▶ _課題一覧_:
1. 抜粋テキストに記された発明は、どのような装置に関するものですか。
2. 帳票認識装置の特許を扱った抜粋テキストを、最後の文の後から書き継いでください。

Priority date: 1995-11-16
Filing date: 1995-11-16
Publication date: 2004-11-10
Anticipated expiration: 2015-11-16
Also published as: JPH09138837A

Description

【０００１】
【発明の属する技術分野】
本発明は、帳票のような枠罫線と文字を含む文書画像において枠罫線の構造を認識し、帳票を識別し帳票内に記入されている特定の文字領域を切り出し、文字を自動認識するための帳票認識装置に関する。

▶ _データ抜粋_:

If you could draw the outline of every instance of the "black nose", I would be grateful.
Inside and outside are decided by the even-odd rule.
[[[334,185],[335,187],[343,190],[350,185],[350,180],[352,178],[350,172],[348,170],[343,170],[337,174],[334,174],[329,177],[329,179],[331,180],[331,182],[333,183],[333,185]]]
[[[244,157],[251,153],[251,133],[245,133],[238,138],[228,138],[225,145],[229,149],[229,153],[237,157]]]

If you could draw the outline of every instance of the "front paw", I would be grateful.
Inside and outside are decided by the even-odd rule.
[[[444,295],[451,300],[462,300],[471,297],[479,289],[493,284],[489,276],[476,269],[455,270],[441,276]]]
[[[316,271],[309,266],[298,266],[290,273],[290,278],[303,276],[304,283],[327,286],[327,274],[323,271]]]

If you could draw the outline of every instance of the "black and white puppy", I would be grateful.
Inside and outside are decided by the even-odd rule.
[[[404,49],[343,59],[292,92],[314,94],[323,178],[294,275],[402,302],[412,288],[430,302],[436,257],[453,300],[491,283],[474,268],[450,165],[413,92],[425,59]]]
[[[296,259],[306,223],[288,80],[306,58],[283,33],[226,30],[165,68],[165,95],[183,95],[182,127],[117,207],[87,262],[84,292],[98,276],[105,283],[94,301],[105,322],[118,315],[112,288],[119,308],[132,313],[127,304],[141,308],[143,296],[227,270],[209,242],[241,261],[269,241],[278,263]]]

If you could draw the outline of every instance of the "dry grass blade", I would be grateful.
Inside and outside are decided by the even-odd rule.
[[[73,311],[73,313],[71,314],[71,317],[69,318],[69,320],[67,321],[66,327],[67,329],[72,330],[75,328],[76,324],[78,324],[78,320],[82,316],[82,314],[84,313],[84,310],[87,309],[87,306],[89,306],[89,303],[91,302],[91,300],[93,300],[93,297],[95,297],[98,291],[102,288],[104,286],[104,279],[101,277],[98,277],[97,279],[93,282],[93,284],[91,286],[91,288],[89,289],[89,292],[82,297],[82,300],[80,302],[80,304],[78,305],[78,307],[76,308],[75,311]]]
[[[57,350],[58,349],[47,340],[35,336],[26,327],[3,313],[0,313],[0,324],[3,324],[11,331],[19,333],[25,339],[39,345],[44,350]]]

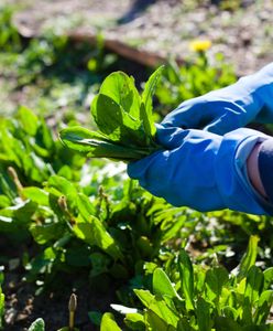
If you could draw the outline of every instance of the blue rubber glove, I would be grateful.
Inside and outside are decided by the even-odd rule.
[[[245,170],[255,143],[269,138],[245,128],[222,137],[159,126],[157,141],[165,150],[130,163],[128,173],[175,206],[269,214],[271,206],[251,188]]]
[[[233,85],[184,102],[162,125],[223,135],[251,121],[273,122],[273,63]]]

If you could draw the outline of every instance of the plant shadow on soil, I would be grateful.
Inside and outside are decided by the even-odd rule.
[[[103,275],[97,279],[99,286],[96,282],[91,284],[88,278],[88,270],[81,268],[80,275],[59,273],[53,279],[51,288],[37,295],[37,286],[34,282],[22,281],[25,271],[20,265],[19,258],[21,252],[26,248],[25,246],[25,243],[22,246],[11,246],[6,239],[1,241],[0,244],[0,264],[3,264],[2,256],[7,263],[9,261],[3,282],[6,295],[4,330],[28,330],[37,318],[44,319],[46,330],[55,331],[67,327],[68,301],[73,292],[77,296],[75,327],[83,331],[99,330],[90,322],[88,311],[109,311],[110,303],[116,300],[116,290],[120,284],[110,282],[107,277],[103,278]],[[30,246],[28,249],[31,250],[33,247]],[[14,267],[17,260],[19,265]],[[13,267],[11,261],[13,261]],[[102,282],[106,284],[105,288],[101,287]]]

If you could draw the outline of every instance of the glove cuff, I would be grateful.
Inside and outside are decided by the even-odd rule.
[[[261,145],[258,166],[265,193],[273,203],[273,139],[267,139]]]
[[[272,205],[252,188],[245,166],[253,147],[269,138],[245,128],[223,136],[215,162],[215,173],[219,193],[229,209],[258,215],[273,214]]]

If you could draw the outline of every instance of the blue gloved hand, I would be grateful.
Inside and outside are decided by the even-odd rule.
[[[269,136],[245,128],[222,137],[159,126],[157,141],[165,150],[130,163],[128,173],[176,206],[266,214],[270,206],[251,188],[245,173],[249,153],[265,139]]]
[[[233,85],[184,102],[162,125],[223,135],[251,121],[273,122],[273,63]]]

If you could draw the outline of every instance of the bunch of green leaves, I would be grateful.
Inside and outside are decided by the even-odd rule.
[[[12,23],[14,8],[0,4],[0,50],[6,52],[21,49],[20,35]]]
[[[0,271],[0,330],[2,330],[2,318],[4,313],[4,295],[2,292],[1,284],[3,281],[3,274]]]
[[[69,127],[62,141],[88,157],[132,161],[156,150],[152,97],[163,67],[157,68],[139,95],[134,79],[122,72],[110,74],[91,104],[99,131]]]
[[[183,211],[132,181],[121,189],[119,175],[99,179],[102,161],[94,160],[85,174],[86,159],[67,153],[30,109],[21,107],[0,126],[0,233],[13,245],[37,245],[34,256],[23,256],[29,280],[46,284],[78,268],[90,278],[130,279],[184,224]]]
[[[220,53],[215,61],[211,61],[207,58],[206,53],[201,52],[197,54],[197,58],[181,66],[175,61],[170,61],[163,72],[162,84],[155,92],[160,100],[159,110],[166,114],[184,100],[234,82],[234,71],[223,61]]]
[[[252,236],[237,273],[222,266],[193,266],[181,250],[172,267],[172,282],[161,268],[153,271],[152,290],[135,289],[143,308],[112,305],[125,314],[129,330],[271,330],[266,323],[273,303],[273,269],[255,264],[259,238]],[[111,325],[110,329],[108,329]],[[100,330],[121,330],[112,314],[105,314]]]

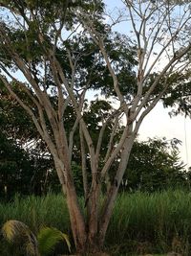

▶ _課題の解答_:
1. 帳票のような枠罫線と文字を含む文書画像で枠罫線の構造を認識し、帳票を識別して記入された特定の文字領域を切り出し、文字を自動認識するための帳票認識装置です。

2.
【０００２】
【従来の技術】
近年、文書情報の電子化に伴い、ＯＣＲ（ＯｐｔｉｃａｌＣｈａｒａｃｔｅｒＲｅａｄｅｒ）を始めとする文字認識技術や文書画像処理に対する要望が高まっており、帳票など表形式文書の自動読み取り技術もそのひとつである。とりわけ複数の書式が混在する帳票を処理する場合は、予め人手で帳票を種類毎に分類した後ＯＣＲ装置に読み取らせる必要があり、時間と労力の削減のため帳票の識別と文字読み取りをともに自動化する事が要望されている。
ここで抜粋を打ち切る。